▶ [Exercise requirements] Omit the pictures. Transcribe exactly the lines below, from the one with "Look at the image and identify where the stack" up to and including the last.

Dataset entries
:::
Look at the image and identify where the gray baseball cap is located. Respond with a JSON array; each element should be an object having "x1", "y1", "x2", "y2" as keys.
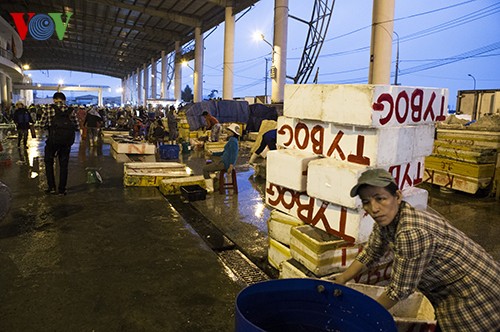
[{"x1": 350, "y1": 168, "x2": 397, "y2": 197}]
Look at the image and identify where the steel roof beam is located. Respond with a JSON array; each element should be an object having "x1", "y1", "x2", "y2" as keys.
[{"x1": 86, "y1": 0, "x2": 202, "y2": 28}]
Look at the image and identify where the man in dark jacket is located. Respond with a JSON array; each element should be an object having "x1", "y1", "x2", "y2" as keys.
[
  {"x1": 12, "y1": 101, "x2": 33, "y2": 148},
  {"x1": 39, "y1": 92, "x2": 79, "y2": 195}
]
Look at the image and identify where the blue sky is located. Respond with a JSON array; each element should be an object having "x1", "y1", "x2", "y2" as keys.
[{"x1": 27, "y1": 0, "x2": 500, "y2": 109}]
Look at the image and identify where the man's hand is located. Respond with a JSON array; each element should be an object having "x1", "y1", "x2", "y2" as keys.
[{"x1": 227, "y1": 164, "x2": 234, "y2": 174}]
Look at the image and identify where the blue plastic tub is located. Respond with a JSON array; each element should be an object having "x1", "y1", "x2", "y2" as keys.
[
  {"x1": 235, "y1": 278, "x2": 397, "y2": 332},
  {"x1": 159, "y1": 144, "x2": 180, "y2": 160}
]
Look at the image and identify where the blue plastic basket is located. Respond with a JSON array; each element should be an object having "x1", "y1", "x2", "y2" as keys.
[{"x1": 159, "y1": 144, "x2": 180, "y2": 160}]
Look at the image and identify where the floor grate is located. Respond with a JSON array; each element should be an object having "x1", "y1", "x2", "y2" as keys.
[{"x1": 218, "y1": 249, "x2": 270, "y2": 285}]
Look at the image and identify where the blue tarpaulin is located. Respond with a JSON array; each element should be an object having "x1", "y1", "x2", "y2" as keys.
[{"x1": 184, "y1": 100, "x2": 250, "y2": 130}]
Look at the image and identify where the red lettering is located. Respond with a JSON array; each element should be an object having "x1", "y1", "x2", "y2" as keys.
[
  {"x1": 411, "y1": 89, "x2": 423, "y2": 122},
  {"x1": 372, "y1": 102, "x2": 384, "y2": 111},
  {"x1": 295, "y1": 122, "x2": 309, "y2": 150},
  {"x1": 310, "y1": 125, "x2": 324, "y2": 155},
  {"x1": 423, "y1": 169, "x2": 434, "y2": 184},
  {"x1": 401, "y1": 163, "x2": 413, "y2": 189},
  {"x1": 295, "y1": 195, "x2": 316, "y2": 222},
  {"x1": 266, "y1": 183, "x2": 281, "y2": 206},
  {"x1": 281, "y1": 189, "x2": 296, "y2": 210},
  {"x1": 414, "y1": 161, "x2": 423, "y2": 186},
  {"x1": 444, "y1": 174, "x2": 454, "y2": 188},
  {"x1": 278, "y1": 124, "x2": 293, "y2": 147},
  {"x1": 436, "y1": 94, "x2": 446, "y2": 121},
  {"x1": 388, "y1": 165, "x2": 401, "y2": 188},
  {"x1": 326, "y1": 130, "x2": 346, "y2": 160},
  {"x1": 395, "y1": 91, "x2": 409, "y2": 124},
  {"x1": 375, "y1": 93, "x2": 394, "y2": 126},
  {"x1": 10, "y1": 13, "x2": 35, "y2": 40},
  {"x1": 347, "y1": 135, "x2": 370, "y2": 165},
  {"x1": 423, "y1": 92, "x2": 436, "y2": 121}
]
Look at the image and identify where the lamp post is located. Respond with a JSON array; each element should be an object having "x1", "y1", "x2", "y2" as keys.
[
  {"x1": 393, "y1": 31, "x2": 400, "y2": 86},
  {"x1": 468, "y1": 73, "x2": 478, "y2": 120},
  {"x1": 467, "y1": 73, "x2": 476, "y2": 90},
  {"x1": 254, "y1": 32, "x2": 276, "y2": 103}
]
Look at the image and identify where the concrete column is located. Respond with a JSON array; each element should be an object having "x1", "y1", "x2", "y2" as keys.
[
  {"x1": 151, "y1": 57, "x2": 157, "y2": 99},
  {"x1": 368, "y1": 0, "x2": 395, "y2": 84},
  {"x1": 161, "y1": 50, "x2": 167, "y2": 99},
  {"x1": 137, "y1": 68, "x2": 141, "y2": 106},
  {"x1": 174, "y1": 41, "x2": 182, "y2": 102},
  {"x1": 143, "y1": 63, "x2": 148, "y2": 107},
  {"x1": 98, "y1": 88, "x2": 103, "y2": 106},
  {"x1": 0, "y1": 73, "x2": 7, "y2": 105},
  {"x1": 194, "y1": 26, "x2": 204, "y2": 102},
  {"x1": 121, "y1": 78, "x2": 126, "y2": 105},
  {"x1": 272, "y1": 0, "x2": 288, "y2": 104},
  {"x1": 223, "y1": 6, "x2": 235, "y2": 100}
]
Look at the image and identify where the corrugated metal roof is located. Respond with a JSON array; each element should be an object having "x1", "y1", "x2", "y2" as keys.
[{"x1": 0, "y1": 0, "x2": 258, "y2": 79}]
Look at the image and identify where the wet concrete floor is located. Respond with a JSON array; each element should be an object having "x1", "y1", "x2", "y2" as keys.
[{"x1": 0, "y1": 131, "x2": 498, "y2": 331}]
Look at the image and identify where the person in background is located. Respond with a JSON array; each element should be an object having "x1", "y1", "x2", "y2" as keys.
[
  {"x1": 12, "y1": 101, "x2": 33, "y2": 148},
  {"x1": 84, "y1": 107, "x2": 103, "y2": 146},
  {"x1": 249, "y1": 128, "x2": 277, "y2": 165},
  {"x1": 39, "y1": 92, "x2": 79, "y2": 195},
  {"x1": 166, "y1": 105, "x2": 178, "y2": 143},
  {"x1": 202, "y1": 123, "x2": 240, "y2": 192},
  {"x1": 202, "y1": 110, "x2": 222, "y2": 142},
  {"x1": 334, "y1": 168, "x2": 500, "y2": 332},
  {"x1": 148, "y1": 118, "x2": 166, "y2": 147},
  {"x1": 76, "y1": 105, "x2": 88, "y2": 139}
]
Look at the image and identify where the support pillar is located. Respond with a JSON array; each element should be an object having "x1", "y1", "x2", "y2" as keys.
[
  {"x1": 121, "y1": 78, "x2": 126, "y2": 105},
  {"x1": 161, "y1": 50, "x2": 167, "y2": 99},
  {"x1": 98, "y1": 88, "x2": 103, "y2": 106},
  {"x1": 143, "y1": 63, "x2": 148, "y2": 108},
  {"x1": 174, "y1": 41, "x2": 182, "y2": 102},
  {"x1": 137, "y1": 68, "x2": 141, "y2": 106},
  {"x1": 151, "y1": 57, "x2": 157, "y2": 100},
  {"x1": 272, "y1": 0, "x2": 288, "y2": 104},
  {"x1": 223, "y1": 6, "x2": 235, "y2": 100},
  {"x1": 368, "y1": 0, "x2": 395, "y2": 84},
  {"x1": 194, "y1": 27, "x2": 204, "y2": 102}
]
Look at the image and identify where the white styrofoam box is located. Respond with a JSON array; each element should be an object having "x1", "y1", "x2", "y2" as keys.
[
  {"x1": 111, "y1": 138, "x2": 156, "y2": 154},
  {"x1": 289, "y1": 225, "x2": 362, "y2": 276},
  {"x1": 267, "y1": 210, "x2": 305, "y2": 245},
  {"x1": 265, "y1": 182, "x2": 374, "y2": 244},
  {"x1": 307, "y1": 159, "x2": 365, "y2": 209},
  {"x1": 307, "y1": 158, "x2": 425, "y2": 209},
  {"x1": 402, "y1": 186, "x2": 429, "y2": 210},
  {"x1": 346, "y1": 283, "x2": 437, "y2": 332},
  {"x1": 266, "y1": 149, "x2": 319, "y2": 192},
  {"x1": 284, "y1": 84, "x2": 448, "y2": 127},
  {"x1": 268, "y1": 238, "x2": 292, "y2": 270},
  {"x1": 277, "y1": 116, "x2": 435, "y2": 165}
]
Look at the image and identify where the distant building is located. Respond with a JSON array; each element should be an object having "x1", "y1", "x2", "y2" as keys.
[
  {"x1": 0, "y1": 16, "x2": 29, "y2": 108},
  {"x1": 75, "y1": 94, "x2": 98, "y2": 105}
]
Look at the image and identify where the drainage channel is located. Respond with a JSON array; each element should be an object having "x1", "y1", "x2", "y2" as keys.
[{"x1": 167, "y1": 196, "x2": 274, "y2": 285}]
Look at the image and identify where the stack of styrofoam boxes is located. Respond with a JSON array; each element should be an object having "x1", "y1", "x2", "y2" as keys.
[{"x1": 266, "y1": 84, "x2": 448, "y2": 285}]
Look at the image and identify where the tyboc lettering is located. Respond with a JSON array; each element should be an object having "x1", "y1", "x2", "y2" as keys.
[{"x1": 372, "y1": 88, "x2": 447, "y2": 126}]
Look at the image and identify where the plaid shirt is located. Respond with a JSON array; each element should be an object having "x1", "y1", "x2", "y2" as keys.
[
  {"x1": 357, "y1": 201, "x2": 500, "y2": 331},
  {"x1": 39, "y1": 104, "x2": 80, "y2": 131}
]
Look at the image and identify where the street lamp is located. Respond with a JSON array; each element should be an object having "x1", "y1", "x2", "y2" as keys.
[
  {"x1": 254, "y1": 32, "x2": 276, "y2": 102},
  {"x1": 393, "y1": 31, "x2": 400, "y2": 86},
  {"x1": 467, "y1": 74, "x2": 476, "y2": 90}
]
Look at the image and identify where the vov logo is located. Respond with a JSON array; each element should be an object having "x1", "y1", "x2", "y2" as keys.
[{"x1": 10, "y1": 12, "x2": 73, "y2": 41}]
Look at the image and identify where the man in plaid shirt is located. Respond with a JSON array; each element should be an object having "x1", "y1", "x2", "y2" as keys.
[
  {"x1": 39, "y1": 92, "x2": 79, "y2": 195},
  {"x1": 335, "y1": 168, "x2": 500, "y2": 331}
]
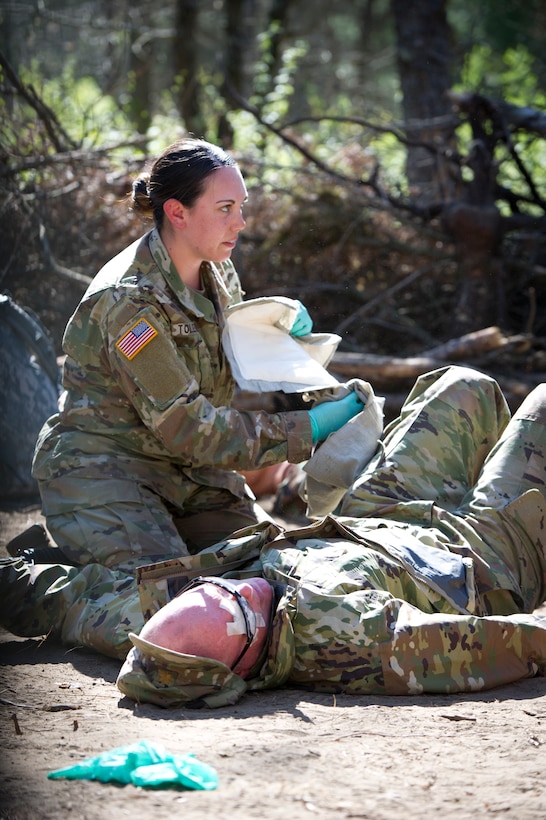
:::
▶ [Completed exercise]
Look at the image and identify where the stack of styrofoam boxes is located. Respond with a JSON array; each element should be an object having "x1", "y1", "x2", "y2" as keys.
[{"x1": 266, "y1": 84, "x2": 448, "y2": 285}]
Look at the image and identify where the tyboc lettering is located. Respond with a JSON array; each element should be an object having "x1", "y1", "x2", "y2" as keys.
[{"x1": 372, "y1": 88, "x2": 447, "y2": 126}]
Look at the image and identify where the plaid shirt is located. Respond with a JSON array; each element should be an object having "x1", "y1", "x2", "y2" as keys.
[
  {"x1": 357, "y1": 201, "x2": 500, "y2": 331},
  {"x1": 39, "y1": 104, "x2": 80, "y2": 131}
]
Look at the image and identify where the street lamp is located. Respond with a JSON array; each element should be an object having "x1", "y1", "x2", "y2" as keys.
[
  {"x1": 254, "y1": 32, "x2": 276, "y2": 102},
  {"x1": 393, "y1": 31, "x2": 400, "y2": 86},
  {"x1": 467, "y1": 74, "x2": 476, "y2": 90}
]
Look at the image and identify where the vov logo is located. Respond with a JSON array; each element should be an object having "x1", "y1", "x2", "y2" as keys.
[{"x1": 10, "y1": 12, "x2": 73, "y2": 41}]
Look at the image and identify where the man in plaid shirt is located. Respond with a JSON array; each element should be an object having "x1", "y1", "x2", "y2" as keys.
[
  {"x1": 39, "y1": 92, "x2": 79, "y2": 195},
  {"x1": 335, "y1": 168, "x2": 500, "y2": 331}
]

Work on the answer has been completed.